_PASAJE EXTRAÍDO:_
──────────
La ligazón entre cultura y política resulta, a esta altura de los acontecimientos, una obviedad. Las discusiones pasan por cómo interpretarla y llevarla a cabo. Como todo evento de este carácter, las jornadas se nutrieron de una heterogénea cantidad de ponencias. Sin embargo, los congregados en La Habana coincidían en la importancia de establecer principios ético-políticos en lo que denominaban el rol de los “intelectuales revolucionarios”, a la vez que buscaban vincular la especificidad cultural con los procesos sociales en curso.
Durante los días que duró el evento se discutió la manera de aportar al cambio social desde la comunidad en la que cada uno vivía y desarrollaba sus actividades, intercambiando experiencias y reflexiones. Se planteó la relevancia de realizar tareas de cara a la vida cotidiana de los sectores populares, es decir, lo contrario de la excepcionalidad y el individualismo que regían sus prácticas en el mundo burgués. De lo que se trataba, proponían, era de formar parte del común y trabajar en conjunto en ese proceso creativo que era la revolución americana y del tercer mundo.
Entendían que la pauperización de los pueblos no era un problema meramente económico, sino también cultural. El desarrollo de una identidad autónoma se ligó entonces con la resistencia al imperialismo y a sus agentes nativos. Desde esta perspectiva es que pretendieron llevar adelante tareas precisas de acuerdo a su especificidad profesional por un lado, y las que demandara la lucha de clases por el otro. Afirmaban que la disputa cultural forma parte de la pelea por la hegemonía política y que el lugar del intelectual debe ser subvertido junto con la sociedad toda.
La “Declaración General” del Congreso –escrita colectivamente por los participantes del mismo- expresa estas nociones y establece que en esta clase de procesos existen “formas muy diversas de participación”, ya que “en la lucha por la liberación nacional y la creación del socialismo, se desenvolverá la batalla ideológica”. Se plantea allí que los intelectuales huyan a la vez del nacionalismo estrecho y del universalismo imitador para “contribuir en los países del Tercer Mundo al florecimiento de una cultura con raíces propias y amplios horizontes”.
Lo que se pretende es que el intelectual nunca pierda el contacto con su pueblo, con su historia, sus tradiciones y su entorno. La denominación de “vanguardia cultural”, en este sentido, implica una militancia activa en la lucha social con el fin de “contribuir al desarrollo de la cultura nacional, entendida no como un encasillamiento localista sino como un proceso de incorporación de los logros alcanzados por la humanidad en su historia”, y una ruptura con el aislado rol social de “especialista” que a los intelectuales les asigna el sistema capitalista.
──────────
_MATERIAL MOSTRADO:_

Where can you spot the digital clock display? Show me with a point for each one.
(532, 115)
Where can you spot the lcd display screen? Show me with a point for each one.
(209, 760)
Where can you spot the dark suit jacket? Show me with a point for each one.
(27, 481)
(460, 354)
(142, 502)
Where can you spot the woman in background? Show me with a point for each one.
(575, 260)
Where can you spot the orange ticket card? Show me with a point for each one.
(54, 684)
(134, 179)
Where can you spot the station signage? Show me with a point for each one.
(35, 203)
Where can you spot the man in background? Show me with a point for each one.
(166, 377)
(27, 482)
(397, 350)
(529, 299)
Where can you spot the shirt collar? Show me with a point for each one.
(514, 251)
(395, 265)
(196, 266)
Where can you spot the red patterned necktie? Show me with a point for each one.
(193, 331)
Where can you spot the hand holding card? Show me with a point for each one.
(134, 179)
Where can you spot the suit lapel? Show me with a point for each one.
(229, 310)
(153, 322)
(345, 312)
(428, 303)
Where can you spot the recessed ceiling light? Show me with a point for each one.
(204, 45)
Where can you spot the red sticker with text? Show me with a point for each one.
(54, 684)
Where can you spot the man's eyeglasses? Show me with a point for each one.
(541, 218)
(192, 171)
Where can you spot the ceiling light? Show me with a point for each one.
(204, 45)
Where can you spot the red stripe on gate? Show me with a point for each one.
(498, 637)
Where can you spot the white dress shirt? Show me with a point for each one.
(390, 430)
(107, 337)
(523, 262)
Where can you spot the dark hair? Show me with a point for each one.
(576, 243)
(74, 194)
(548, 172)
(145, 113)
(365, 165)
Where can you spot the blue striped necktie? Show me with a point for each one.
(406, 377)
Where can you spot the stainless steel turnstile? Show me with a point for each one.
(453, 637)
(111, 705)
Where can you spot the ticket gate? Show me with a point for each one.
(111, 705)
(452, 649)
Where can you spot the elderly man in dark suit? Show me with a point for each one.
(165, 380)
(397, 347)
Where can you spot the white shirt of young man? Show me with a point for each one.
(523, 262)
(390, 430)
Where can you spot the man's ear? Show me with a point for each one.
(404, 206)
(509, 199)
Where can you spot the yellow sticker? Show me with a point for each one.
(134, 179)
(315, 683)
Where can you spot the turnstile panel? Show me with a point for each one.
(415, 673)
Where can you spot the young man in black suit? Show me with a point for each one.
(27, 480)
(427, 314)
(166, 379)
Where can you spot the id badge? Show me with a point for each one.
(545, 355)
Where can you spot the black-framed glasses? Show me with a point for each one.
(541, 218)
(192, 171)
──────────
_TAREAS SOLICITADAS:_
(a) Reescriba en forma de lista el párrafo del pasaje extraído que comienza con «Entendían que la pauperización» y conserve sus datos principales.
(b) Según el pasaje extraído, ¿quiénes redactaron la «Declaración General» del Congreso?
(c) Continúe el pasaje extraído sobre el Congreso de La Habana a partir de su última oración.

_RESPUESTAS FINALES:_
(a)
- La pauperización de los pueblos se entendía como un problema no solo económico, sino también cultural.
- El desarrollo de una identidad autónoma se vinculó con la resistencia al imperialismo y a sus agentes nativos.
- Se propusieron realizar tareas propias de su especialidad profesional y, a la vez, las que exigiera la lucha de clases.
- Sostenían que la disputa cultural forma parte de la pelea por la hegemonía política.
- Afirmaban que el lugar del intelectual debía subvertirse junto con toda la sociedad.

(b) La escribieron colectivamente los participantes del Congreso.

(c)
A partir de estas conceptualizaciones que imbrican cultura y política hay críticos –como por ejemplo la académica argentina Claudia Gilman- que sostienen la tesis de la preeminencia de un presunto “antiintelectualismo cubano”. Sin desconocer la existencia al interior de la revolución cubana de una corriente de este tipo (que el propio Alfredo Guevara catalogó como de “desprecio a los intelectuales” y “humillación de la dignidad intelectual”, y que en parte tomó las riendas de la cultura en la isla durante el denominado Quinquenio Gris en los años setenta), en términos generales no parece ser el Congreso del ´68 un ejemplo de ello.
Igualmente, no se trata de una polémica de fechas, sino de discutir un concepto que si bien en el caso de esta serie de notas analizaremos en profundidad más adelante, merece cuanto menos una valoración. Como en las “Palabras a los intelectuales” de Fidel y en “El socialismo y el hombre en Cuba” del Che, resulta explícito aquí que las demandas por una participación activa a nivel político –e incluso, en tal contexto revolucionario, político y militar- de diversos sectores de la sociedad -dentro del cual no se excluye a los intelectuales-, no implica necesariamente una postura antiintelectualista; es decir, que éstos dejen al margen la propia práctica cultural ni que deban poner su labor al servicio de intereses meramente coyunturales. ¿Por qué catalogar de “antiintelectualista” la pretensión de que los escritores y artistas asuman también un rol militante en los procesos de liberación nacional?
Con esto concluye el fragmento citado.